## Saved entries
»»
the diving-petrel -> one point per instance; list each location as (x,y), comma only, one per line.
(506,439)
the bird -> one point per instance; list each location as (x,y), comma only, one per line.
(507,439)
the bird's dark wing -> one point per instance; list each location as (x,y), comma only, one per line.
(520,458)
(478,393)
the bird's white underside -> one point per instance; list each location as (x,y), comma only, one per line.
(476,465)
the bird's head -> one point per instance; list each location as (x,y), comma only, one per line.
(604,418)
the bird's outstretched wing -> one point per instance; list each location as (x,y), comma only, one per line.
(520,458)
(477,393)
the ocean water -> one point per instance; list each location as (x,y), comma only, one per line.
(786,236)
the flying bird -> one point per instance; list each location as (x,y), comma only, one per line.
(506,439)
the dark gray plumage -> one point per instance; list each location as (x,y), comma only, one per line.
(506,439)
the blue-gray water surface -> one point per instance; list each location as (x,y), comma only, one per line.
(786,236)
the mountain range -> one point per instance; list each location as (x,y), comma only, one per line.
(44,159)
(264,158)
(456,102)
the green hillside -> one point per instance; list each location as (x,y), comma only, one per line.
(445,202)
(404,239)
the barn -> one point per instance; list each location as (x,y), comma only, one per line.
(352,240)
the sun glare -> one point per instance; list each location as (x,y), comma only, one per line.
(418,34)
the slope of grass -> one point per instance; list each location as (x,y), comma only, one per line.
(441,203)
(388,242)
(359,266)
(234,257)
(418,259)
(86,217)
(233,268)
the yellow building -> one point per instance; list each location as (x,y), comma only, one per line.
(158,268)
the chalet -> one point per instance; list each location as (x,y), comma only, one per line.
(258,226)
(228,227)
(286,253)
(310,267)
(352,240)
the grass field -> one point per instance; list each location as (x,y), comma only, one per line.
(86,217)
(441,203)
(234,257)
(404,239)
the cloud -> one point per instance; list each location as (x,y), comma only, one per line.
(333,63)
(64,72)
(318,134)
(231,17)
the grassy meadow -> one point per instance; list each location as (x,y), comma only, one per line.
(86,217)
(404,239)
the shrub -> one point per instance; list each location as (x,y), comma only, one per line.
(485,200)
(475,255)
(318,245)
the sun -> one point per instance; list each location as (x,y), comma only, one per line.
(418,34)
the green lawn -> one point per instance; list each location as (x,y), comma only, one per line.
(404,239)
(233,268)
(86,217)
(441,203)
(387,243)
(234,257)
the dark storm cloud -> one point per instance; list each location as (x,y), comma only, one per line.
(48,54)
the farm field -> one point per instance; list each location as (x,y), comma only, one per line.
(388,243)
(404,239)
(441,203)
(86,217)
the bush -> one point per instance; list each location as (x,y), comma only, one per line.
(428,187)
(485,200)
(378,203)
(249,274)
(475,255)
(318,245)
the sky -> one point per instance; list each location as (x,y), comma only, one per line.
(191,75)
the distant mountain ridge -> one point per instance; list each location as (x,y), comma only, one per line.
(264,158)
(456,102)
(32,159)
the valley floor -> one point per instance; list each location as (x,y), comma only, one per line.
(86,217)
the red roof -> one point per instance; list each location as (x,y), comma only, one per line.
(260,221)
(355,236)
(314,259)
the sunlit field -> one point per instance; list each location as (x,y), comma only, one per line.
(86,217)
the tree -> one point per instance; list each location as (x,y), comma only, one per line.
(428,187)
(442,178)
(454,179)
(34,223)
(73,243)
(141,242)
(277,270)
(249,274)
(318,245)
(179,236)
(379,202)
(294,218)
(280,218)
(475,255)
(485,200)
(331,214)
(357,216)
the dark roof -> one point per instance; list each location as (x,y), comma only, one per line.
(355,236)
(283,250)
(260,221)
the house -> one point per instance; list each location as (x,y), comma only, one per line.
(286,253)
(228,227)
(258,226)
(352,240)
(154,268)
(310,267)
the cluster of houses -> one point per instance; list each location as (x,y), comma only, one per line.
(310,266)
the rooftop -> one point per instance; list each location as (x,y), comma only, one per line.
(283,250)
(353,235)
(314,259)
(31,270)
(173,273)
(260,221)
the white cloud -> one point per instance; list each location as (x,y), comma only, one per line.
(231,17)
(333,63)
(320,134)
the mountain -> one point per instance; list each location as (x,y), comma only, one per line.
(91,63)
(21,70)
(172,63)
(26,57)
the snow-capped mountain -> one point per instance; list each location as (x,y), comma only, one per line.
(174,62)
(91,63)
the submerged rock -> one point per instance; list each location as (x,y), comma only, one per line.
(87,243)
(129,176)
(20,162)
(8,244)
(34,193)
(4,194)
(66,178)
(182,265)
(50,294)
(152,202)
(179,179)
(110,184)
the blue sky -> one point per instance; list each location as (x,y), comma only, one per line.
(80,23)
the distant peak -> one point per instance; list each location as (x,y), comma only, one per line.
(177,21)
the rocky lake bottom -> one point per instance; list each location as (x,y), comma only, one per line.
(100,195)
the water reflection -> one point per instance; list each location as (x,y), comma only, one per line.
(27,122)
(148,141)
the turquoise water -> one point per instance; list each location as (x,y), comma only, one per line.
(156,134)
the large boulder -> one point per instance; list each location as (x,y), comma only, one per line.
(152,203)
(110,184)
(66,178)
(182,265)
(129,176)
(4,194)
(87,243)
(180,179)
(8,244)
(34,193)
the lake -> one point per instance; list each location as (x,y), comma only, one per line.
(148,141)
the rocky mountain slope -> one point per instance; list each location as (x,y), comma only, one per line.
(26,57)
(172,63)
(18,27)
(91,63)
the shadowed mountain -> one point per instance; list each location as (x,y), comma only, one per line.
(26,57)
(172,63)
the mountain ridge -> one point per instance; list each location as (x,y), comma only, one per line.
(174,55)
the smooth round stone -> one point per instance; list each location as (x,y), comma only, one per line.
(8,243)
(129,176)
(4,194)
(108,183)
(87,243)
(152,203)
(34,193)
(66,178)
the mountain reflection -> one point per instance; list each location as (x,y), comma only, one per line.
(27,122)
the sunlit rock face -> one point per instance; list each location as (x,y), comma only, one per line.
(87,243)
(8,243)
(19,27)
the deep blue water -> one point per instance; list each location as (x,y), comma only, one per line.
««
## GOAL OF THE EXERCISE
Reproduce each entry from the records above, character for character.

## TASK OUTPUT
the diving-petrel -> one point per instance; list each location as (x,y), comma only, one per line.
(506,439)
the bird -> one point per instance; list each location as (x,y), comma only, one per line.
(507,439)
the bird's dark wing -> one point per instance; list each location as (x,y), comma only, one per line.
(520,458)
(478,393)
the bird's white underside -> one point per instance; list each location as (x,y), comma only, one per line.
(476,465)
the bird's head -> one point per instance; list each location as (x,y), comma only, one per line.
(604,418)
the bird's outstretched wing -> one point per instance; list each location as (x,y), comma only, one per line.
(520,458)
(477,393)
the ocean water -> one point per instance; list each location as (x,y), comma only, one per line.
(786,236)
the flying bird -> one point per instance; list each location as (x,y), comma only, one per line.
(506,439)
the dark gray plumage -> one point per instance; list each location as (x,y), comma only, one per line.
(506,439)
the blue-gray water surface -> one point per instance; list each location as (x,y), comma only, one per line.
(786,236)
the mountain range -> one point per instance; list each location as (x,y), comma only, one per line.
(44,159)
(264,158)
(456,102)
the green hillside -> one point per instance; list each location as (x,y), comma only, one per line.
(445,202)
(404,239)
the barn -> one point per instance; list each location as (x,y), comma only, one per line.
(352,240)
the sun glare -> one point per instance; list each location as (x,y), comma only, one per line.
(418,34)
the slope of grass -> one point per instance; list each location as (x,y), comma only, one per line.
(441,203)
(388,242)
(359,266)
(234,257)
(418,259)
(86,217)
(233,268)
the yellow building -> one point per instance; list each location as (x,y), comma only, one per line.
(158,268)
the chalet -> one point per instance; list each location as (x,y), comma only, one per line.
(258,226)
(228,227)
(286,253)
(310,267)
(352,240)
the grass field -> one point per instance; list each location as (x,y), comma only, one per line.
(86,217)
(441,203)
(234,257)
(404,239)
the cloud -> one point per instance; list each location as (x,y), comma only, one per line.
(333,63)
(64,72)
(318,134)
(231,17)
the grassy meadow -> one point per instance; list each location as (x,y), comma only, one per line.
(86,217)
(404,239)
the shrub -> one point per instance; list each location as (x,y), comma only, one per line.
(485,200)
(475,255)
(318,245)
the sun -> one point per instance; list each location as (x,y), comma only, one per line.
(418,34)
the green lawn -> one point per instance; list each location as (x,y), comma only, one per line.
(404,239)
(233,268)
(86,217)
(441,203)
(387,243)
(234,257)
the dark storm cloud -> one point per instance; list each location as (x,y), comma only, one per line.
(48,54)
the farm field -> one point per instance; list each location as (x,y), comma only, one per line.
(388,243)
(404,239)
(441,203)
(86,217)
the bush -> one point per instance; list each location as (x,y), comma only, one per line.
(428,187)
(485,200)
(378,203)
(249,274)
(475,255)
(318,245)
the sky -> one point per instance; list each location as (x,y), comma only, one per line.
(191,75)
the distant mountain ridge -> one point per instance; list each location as (x,y), comma only, one per line.
(264,158)
(456,102)
(32,159)
the valley floor -> one point per instance; list each location as (x,y), comma only, one per line.
(86,217)
the red roof -> one point per instance; list each location as (x,y), comma only, one per line.
(260,221)
(355,236)
(314,259)
the sunlit field -> one point per instance; list each location as (x,y), comma only, one per line.
(86,217)
the tree -> one point per instance; list each location as (x,y), comma only, one per line.
(428,187)
(442,178)
(454,179)
(34,223)
(73,243)
(141,242)
(277,270)
(249,274)
(318,245)
(179,236)
(379,202)
(294,218)
(280,218)
(475,255)
(485,200)
(331,214)
(357,216)
the dark roof -> one point per instance; list each location as (x,y), comma only, one per line.
(355,236)
(283,250)
(260,221)
the house -> one point per instance; list each location as (x,y), comma only, one per line.
(286,253)
(228,227)
(258,226)
(352,240)
(154,268)
(310,267)
the cluster of houses -> one point per instance; list each location as (x,y), comma only, one per line.
(310,266)
the rooftop -> one point per instance; list each location as (x,y), comma only, one per line.
(283,250)
(353,235)
(314,259)
(31,270)
(173,273)
(260,221)
the white cloud -> one point per instance; list each location as (x,y), comma only, one per line.
(231,17)
(333,63)
(320,134)
the mountain -> one point per instance; list each location as (x,y), comma only, one per line.
(91,63)
(21,70)
(172,63)
(26,57)
the snow-capped mountain -> one point per instance; list each location as (x,y), comma only, one per line.
(174,62)
(91,63)
the submerged rock -> one point per instance; list each location as (x,y), comma only, one per line.
(87,243)
(129,176)
(20,162)
(8,244)
(34,193)
(4,194)
(66,178)
(182,265)
(50,294)
(152,202)
(179,179)
(110,184)
the blue sky -> one point per instance; list each location as (x,y), comma only, one per line.
(80,23)
the distant peak -> one point per instance; list each location as (x,y), comma only, one per line.
(177,21)
the rocky lake bottom -> one point per instance; list each location as (x,y), comma only, one per line.
(100,195)
the water reflection -> one point per instance; list each location as (x,y), comma only, one per line.
(27,122)
(148,141)
the turquoise water -> one point per instance; list each location as (x,y), comma only, one per line.
(156,134)
the large boulder -> one point per instance; list each location as (x,y), comma only, one per line.
(152,203)
(110,184)
(66,178)
(182,265)
(129,176)
(4,194)
(87,243)
(180,179)
(8,244)
(34,193)
the lake -> one point per instance; list each location as (x,y), comma only, one per line.
(148,141)
the rocky mountain slope -> one point per instance; list each location as (x,y), comma only, one per line.
(26,57)
(172,63)
(18,27)
(91,63)
the shadowed mountain -> one point per instance; list each location as (x,y), comma only, one per line.
(26,57)
(172,63)
the mountain ridge -> one point per instance; list each location as (x,y), comma only, one per line.
(174,55)
the smooth round stone -> one point per instance; list each location as (x,y), comma only, one per line.
(8,243)
(129,176)
(4,194)
(108,183)
(87,243)
(152,203)
(34,193)
(66,178)
the mountain reflection -> one point per instance; list each location as (x,y), comma only, one per line.
(27,122)
the sunlit rock face -> one point per instance; list each location as (x,y), comma only, one per line.
(87,243)
(8,243)
(19,27)
the deep blue water -> one point per instance; list each location as (x,y), comma only, one per line.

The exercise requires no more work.